* _Your goal_
Please put the lines below, from the line containing "240L71 237L68 230L64" up to and including the line containing "positive clicks: (58, 249)", into a numbered list, leaving out any blank lines.
--- START ---
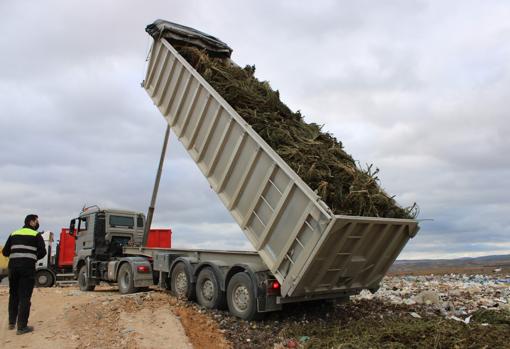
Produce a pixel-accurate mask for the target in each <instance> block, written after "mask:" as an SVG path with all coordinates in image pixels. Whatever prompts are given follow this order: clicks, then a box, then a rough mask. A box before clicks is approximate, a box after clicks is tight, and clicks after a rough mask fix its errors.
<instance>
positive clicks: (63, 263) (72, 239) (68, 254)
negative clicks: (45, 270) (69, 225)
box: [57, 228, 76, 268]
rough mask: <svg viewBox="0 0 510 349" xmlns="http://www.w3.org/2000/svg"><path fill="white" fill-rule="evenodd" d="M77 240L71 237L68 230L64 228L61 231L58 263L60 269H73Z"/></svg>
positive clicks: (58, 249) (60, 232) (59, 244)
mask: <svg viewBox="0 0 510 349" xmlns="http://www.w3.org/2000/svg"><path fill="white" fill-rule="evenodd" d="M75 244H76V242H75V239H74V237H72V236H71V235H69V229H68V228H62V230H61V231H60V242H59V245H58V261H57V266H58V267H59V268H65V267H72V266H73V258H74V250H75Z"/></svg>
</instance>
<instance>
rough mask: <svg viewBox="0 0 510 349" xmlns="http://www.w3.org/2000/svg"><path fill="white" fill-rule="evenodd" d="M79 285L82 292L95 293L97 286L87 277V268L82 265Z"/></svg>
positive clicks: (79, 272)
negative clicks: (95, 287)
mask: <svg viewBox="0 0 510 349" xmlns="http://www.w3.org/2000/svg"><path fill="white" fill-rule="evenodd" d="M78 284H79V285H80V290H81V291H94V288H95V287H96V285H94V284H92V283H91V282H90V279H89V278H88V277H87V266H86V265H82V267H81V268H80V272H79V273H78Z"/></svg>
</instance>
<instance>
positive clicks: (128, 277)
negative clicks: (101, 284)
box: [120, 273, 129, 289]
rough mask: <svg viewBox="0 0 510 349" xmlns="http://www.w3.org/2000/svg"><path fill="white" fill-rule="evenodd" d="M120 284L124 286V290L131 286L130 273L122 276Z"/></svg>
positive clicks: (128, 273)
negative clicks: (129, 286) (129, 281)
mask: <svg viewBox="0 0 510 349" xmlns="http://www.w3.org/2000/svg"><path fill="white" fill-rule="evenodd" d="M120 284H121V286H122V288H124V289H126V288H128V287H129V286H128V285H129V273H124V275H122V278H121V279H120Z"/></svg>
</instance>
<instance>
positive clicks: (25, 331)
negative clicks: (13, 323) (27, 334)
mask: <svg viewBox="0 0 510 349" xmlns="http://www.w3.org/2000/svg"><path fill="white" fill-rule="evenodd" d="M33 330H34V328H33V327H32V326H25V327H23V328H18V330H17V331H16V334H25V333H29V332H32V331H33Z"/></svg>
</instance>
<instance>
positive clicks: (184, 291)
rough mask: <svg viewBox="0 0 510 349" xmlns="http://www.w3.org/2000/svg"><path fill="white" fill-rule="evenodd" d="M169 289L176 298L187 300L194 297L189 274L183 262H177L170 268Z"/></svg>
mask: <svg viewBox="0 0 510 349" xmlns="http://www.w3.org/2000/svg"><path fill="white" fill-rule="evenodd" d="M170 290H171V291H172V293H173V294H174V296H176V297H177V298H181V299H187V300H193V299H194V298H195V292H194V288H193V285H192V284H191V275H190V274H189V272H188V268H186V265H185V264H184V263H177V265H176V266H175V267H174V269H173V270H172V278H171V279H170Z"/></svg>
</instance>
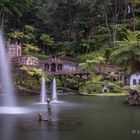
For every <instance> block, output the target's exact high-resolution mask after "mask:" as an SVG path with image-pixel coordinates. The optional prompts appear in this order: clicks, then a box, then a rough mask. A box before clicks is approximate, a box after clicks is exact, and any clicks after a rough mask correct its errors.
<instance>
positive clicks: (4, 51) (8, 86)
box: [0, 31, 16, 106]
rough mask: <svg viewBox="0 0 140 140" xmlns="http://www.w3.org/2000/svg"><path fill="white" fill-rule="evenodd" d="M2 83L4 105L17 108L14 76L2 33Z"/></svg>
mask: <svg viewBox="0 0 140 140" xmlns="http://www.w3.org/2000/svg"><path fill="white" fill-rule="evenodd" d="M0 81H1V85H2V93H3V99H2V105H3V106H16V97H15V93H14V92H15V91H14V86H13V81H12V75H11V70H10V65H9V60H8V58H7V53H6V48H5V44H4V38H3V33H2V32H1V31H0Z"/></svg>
--- END ---
--- START ---
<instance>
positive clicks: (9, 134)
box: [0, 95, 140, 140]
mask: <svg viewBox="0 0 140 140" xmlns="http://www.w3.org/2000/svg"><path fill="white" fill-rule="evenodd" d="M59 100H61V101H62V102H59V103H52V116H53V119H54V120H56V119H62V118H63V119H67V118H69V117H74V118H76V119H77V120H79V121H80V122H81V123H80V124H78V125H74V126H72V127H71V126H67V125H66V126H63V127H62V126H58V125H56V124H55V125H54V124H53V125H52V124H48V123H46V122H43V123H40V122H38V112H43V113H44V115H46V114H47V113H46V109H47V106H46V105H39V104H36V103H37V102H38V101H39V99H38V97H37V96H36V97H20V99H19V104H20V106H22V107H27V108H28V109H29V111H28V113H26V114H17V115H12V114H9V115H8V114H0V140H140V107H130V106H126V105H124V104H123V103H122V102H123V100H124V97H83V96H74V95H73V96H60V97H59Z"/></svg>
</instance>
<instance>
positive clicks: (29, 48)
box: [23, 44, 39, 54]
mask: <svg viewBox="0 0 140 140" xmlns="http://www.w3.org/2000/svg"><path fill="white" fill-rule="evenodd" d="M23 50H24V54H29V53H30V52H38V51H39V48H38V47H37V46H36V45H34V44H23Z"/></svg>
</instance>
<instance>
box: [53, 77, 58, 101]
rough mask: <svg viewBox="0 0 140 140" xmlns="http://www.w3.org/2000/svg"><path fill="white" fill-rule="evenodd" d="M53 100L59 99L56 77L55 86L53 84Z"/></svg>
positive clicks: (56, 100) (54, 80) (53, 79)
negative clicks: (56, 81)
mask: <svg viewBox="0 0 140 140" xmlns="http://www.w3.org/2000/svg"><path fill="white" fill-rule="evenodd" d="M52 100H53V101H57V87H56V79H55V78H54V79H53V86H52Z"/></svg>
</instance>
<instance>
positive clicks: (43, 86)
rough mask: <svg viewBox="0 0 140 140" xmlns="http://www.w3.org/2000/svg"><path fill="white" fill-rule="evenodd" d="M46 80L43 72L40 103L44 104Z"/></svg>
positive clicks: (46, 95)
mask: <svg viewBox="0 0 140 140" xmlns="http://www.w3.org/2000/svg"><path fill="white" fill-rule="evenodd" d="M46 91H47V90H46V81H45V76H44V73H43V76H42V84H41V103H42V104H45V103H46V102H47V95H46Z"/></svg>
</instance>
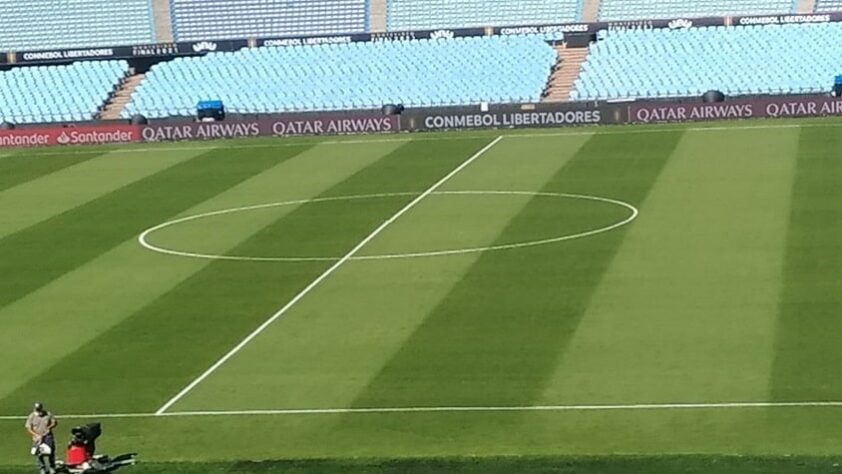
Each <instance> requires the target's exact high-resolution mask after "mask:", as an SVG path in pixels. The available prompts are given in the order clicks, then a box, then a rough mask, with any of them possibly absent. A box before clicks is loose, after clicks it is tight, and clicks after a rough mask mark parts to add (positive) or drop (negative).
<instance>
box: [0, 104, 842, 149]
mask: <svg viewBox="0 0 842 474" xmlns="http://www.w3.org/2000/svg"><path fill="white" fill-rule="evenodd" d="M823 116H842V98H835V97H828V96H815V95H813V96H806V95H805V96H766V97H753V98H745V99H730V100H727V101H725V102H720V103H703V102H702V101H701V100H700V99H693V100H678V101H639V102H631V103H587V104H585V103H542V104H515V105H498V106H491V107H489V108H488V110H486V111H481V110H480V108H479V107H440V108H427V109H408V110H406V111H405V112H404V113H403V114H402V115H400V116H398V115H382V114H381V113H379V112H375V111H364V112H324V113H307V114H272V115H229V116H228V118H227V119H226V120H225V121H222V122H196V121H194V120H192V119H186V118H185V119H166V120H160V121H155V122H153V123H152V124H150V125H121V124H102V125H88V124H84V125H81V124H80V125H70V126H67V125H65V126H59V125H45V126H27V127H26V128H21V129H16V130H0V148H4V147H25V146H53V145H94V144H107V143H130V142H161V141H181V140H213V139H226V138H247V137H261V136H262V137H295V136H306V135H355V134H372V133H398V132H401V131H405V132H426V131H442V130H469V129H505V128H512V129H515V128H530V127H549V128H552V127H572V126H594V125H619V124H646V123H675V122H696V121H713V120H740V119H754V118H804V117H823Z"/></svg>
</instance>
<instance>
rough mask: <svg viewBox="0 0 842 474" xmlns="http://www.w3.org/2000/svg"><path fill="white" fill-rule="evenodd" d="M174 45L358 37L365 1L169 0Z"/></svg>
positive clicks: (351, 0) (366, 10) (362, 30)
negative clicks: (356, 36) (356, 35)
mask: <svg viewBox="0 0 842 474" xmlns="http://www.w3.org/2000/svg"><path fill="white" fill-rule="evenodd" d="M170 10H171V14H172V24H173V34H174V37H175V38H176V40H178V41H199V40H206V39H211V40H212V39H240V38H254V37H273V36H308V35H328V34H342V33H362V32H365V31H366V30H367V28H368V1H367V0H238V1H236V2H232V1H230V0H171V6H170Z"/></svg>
--- END ---
--- START ---
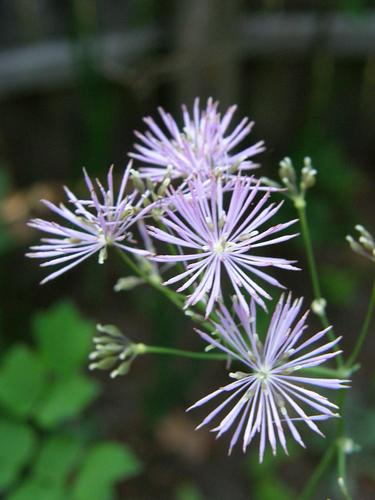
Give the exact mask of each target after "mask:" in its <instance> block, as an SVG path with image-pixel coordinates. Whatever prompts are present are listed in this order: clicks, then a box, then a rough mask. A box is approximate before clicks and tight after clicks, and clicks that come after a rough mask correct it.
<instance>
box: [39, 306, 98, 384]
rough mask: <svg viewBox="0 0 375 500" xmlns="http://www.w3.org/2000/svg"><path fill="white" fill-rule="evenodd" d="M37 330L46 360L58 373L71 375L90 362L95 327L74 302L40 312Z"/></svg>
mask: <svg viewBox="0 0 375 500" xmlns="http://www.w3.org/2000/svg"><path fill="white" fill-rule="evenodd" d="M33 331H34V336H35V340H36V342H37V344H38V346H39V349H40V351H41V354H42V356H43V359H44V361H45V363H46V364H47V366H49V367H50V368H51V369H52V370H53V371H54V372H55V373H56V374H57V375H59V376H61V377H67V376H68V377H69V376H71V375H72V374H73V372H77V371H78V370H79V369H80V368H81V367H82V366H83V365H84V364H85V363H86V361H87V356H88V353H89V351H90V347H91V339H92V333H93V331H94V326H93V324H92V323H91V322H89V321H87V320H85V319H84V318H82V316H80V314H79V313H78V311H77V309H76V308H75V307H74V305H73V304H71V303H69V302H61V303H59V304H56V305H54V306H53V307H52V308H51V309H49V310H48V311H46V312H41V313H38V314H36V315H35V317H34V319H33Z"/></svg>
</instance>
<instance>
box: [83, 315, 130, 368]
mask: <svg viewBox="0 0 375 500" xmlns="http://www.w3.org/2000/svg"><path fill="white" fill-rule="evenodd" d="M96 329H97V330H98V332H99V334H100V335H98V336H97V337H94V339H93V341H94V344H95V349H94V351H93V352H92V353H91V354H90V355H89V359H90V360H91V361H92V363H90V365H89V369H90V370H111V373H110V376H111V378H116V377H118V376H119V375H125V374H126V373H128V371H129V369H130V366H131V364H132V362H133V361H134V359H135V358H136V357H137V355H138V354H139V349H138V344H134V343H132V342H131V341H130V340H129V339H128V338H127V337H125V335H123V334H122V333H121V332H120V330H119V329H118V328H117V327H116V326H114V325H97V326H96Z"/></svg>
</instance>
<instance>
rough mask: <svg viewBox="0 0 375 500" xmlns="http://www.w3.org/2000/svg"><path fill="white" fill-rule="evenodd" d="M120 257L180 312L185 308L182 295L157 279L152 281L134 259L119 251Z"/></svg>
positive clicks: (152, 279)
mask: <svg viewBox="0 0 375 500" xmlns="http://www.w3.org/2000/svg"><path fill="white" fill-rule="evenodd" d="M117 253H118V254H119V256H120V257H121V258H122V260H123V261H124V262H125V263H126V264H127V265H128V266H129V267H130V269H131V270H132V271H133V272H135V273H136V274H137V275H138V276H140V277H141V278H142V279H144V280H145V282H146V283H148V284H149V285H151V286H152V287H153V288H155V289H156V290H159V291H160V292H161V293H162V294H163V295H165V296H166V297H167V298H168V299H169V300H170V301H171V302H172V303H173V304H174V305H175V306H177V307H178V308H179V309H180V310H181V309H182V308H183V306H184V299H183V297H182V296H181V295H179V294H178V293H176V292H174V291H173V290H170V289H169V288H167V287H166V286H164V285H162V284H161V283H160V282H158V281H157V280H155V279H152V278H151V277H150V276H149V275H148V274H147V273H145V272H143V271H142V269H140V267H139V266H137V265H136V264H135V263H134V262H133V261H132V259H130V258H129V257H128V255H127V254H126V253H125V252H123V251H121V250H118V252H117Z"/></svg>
--- END ---
* _Result of the exercise_
1. rough mask: <svg viewBox="0 0 510 349" xmlns="http://www.w3.org/2000/svg"><path fill="white" fill-rule="evenodd" d="M77 240L71 237L68 230L64 228L61 231L58 263L60 269H73Z"/></svg>
2. positive clicks: (58, 249) (60, 232) (59, 244)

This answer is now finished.